Collection entries:
=== Section Start ===
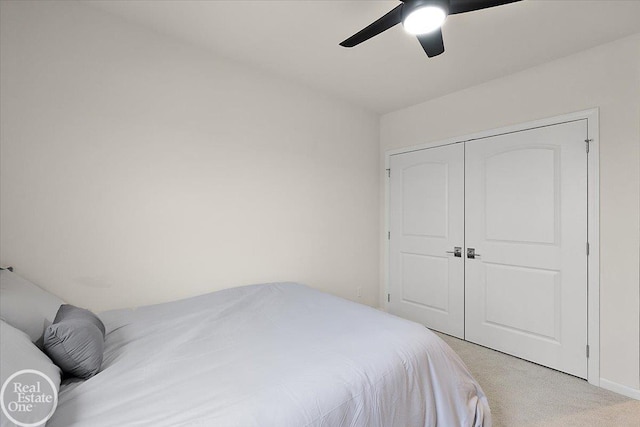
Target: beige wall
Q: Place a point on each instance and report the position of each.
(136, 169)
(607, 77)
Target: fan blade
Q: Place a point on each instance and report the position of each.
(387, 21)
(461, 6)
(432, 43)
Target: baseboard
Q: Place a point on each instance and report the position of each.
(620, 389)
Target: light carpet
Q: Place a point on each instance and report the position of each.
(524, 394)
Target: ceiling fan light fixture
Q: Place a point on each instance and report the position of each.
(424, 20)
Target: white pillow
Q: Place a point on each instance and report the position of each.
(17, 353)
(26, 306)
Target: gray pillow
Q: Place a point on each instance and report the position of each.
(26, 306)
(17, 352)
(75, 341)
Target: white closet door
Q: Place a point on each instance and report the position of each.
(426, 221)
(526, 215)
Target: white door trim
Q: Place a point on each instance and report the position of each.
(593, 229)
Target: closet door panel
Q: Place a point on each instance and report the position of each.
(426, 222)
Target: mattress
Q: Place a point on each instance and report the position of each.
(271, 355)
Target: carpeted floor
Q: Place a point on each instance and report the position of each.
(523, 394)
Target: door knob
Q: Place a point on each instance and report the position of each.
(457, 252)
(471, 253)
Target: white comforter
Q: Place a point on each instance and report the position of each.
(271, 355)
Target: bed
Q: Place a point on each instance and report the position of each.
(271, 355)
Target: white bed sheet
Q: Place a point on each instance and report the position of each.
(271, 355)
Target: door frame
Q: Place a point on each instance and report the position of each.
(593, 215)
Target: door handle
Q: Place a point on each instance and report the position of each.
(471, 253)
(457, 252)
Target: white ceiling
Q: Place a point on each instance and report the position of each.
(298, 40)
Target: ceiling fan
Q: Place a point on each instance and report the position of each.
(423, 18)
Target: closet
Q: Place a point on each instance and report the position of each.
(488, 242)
=== Section End ===
=== Section Start ===
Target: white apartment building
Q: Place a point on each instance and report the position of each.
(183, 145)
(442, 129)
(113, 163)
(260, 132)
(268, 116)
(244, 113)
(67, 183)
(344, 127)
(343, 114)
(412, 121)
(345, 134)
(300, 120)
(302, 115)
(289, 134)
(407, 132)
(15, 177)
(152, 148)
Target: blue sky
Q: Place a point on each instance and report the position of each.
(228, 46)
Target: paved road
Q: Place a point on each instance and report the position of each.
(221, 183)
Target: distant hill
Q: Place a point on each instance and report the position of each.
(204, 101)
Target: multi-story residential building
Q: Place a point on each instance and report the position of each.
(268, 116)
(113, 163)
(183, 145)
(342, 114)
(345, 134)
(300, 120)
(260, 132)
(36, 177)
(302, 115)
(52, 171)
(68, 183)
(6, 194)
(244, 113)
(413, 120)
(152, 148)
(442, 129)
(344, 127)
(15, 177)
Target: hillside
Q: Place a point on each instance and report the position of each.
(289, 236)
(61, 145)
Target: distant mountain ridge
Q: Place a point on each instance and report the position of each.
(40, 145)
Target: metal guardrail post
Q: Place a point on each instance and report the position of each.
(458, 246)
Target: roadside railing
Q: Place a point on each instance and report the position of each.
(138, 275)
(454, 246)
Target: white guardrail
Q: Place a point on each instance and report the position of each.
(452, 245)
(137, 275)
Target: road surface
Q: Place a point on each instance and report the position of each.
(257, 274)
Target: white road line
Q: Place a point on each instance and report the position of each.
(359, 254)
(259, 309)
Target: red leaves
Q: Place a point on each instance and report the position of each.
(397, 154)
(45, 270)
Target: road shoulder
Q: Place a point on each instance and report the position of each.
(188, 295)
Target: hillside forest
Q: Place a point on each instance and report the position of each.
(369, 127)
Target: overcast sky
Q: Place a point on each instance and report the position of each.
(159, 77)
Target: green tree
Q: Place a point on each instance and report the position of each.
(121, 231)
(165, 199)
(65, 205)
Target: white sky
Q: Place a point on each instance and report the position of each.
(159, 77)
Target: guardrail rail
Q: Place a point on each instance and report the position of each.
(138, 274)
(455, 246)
=== Section End ===
__WHAT THIS TASK INVOLVES__:
Read through the entries above and copy each line that has the string "light" in it.

__WRITTEN ANSWER__:
Target: light carpet
Target: ceiling fan light fixture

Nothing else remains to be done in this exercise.